> **Text segment**:
Use of Nonwoven Geotextiles as Interlayers in Concrete Pavement Systems (Dahee)
This wiki subject demonstrates the potential use of nonwoven geotextile materials as interlayers in concrete pavement systems (NGICP), in particular unbonded overlays, in United States. This subject consists of Germany’s experience, availability and cost of nonwoven geotextiles in the United States, specifications, recent field tests, recommended construction practices, and issues requiring additional research.

1. Basic structure of NGICP

Figure.1 depicts basic NGICP structure. As can be seen in Figure.1, a nonwoven geotextile is laid down on the existing pavement and then new concrete pavement is paved on the nonwoven geotextile.

> **Objectives**:
1/ In the text on nonwoven geotextile interlayers, whose experience with these materials does the subject cover?
2/ Turn the paragraph of the geotextile interlayer text that begins "This wiki subject demonstrates" into a short bulleted list that keeps its main facts.
3/ Reproduce everything in the geotextile interlayer text from "Figure.1 depicts basic" down to "the nonwoven geotextile.".

> **Dataset extract**:
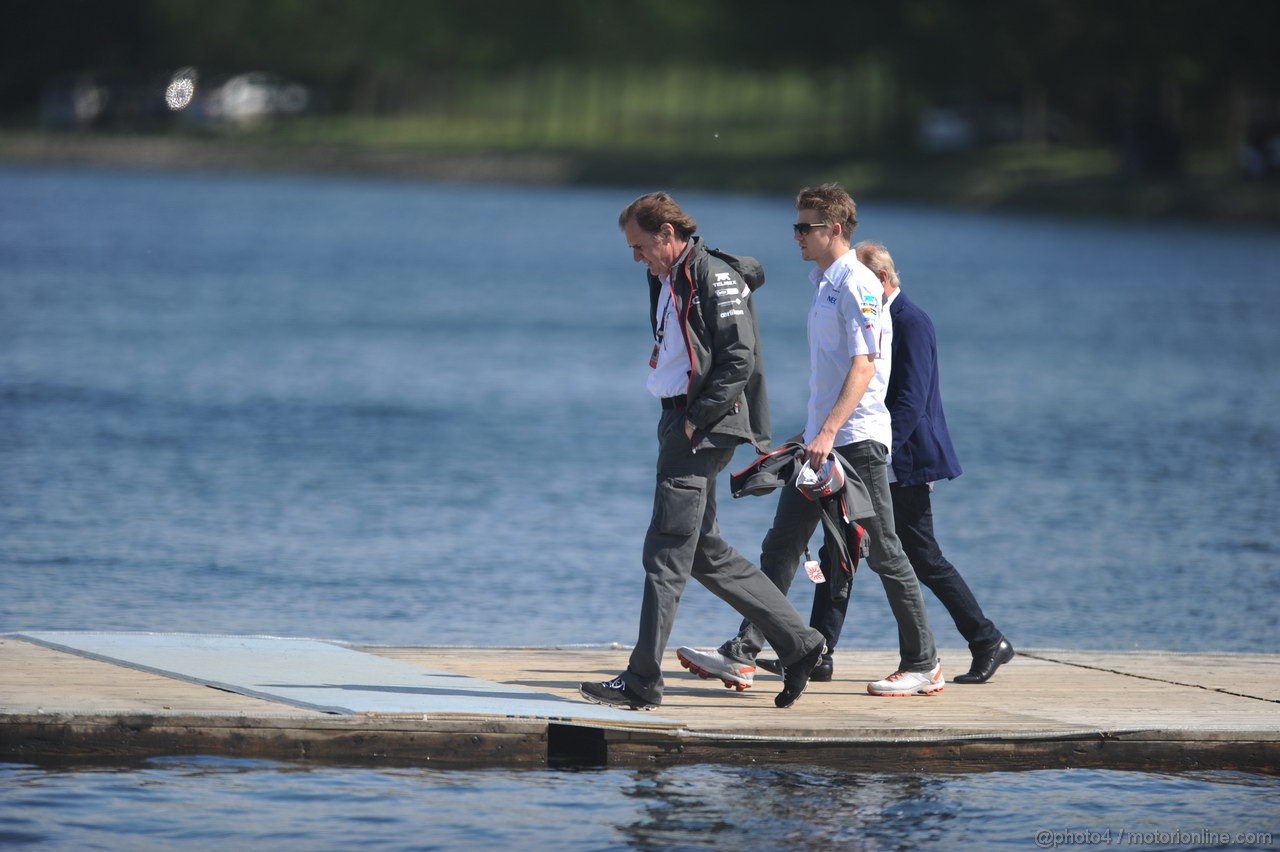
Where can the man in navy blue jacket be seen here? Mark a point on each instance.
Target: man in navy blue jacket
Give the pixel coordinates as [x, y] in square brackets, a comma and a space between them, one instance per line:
[923, 454]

> **Outputs**:
1/ Germany's experience.

2/
- Purpose: shows the potential use of nonwoven geotextiles as interlayers in concrete pavement systems (NGICP), especially unbonded overlays, in the United States
- Topics covered:
  - Germany's experience
  - Availability and cost of nonwoven geotextiles in the United States
  - Specifications
  - Recent field tests
  - Recommended construction practices
  - Issues requiring additional research

3/
Figure.1 depicts basic NGICP structure. As can be seen in Figure.1, a nonwoven geotextile is laid down on the existing pavement and then new concrete pavement is paved on the nonwoven geotextile.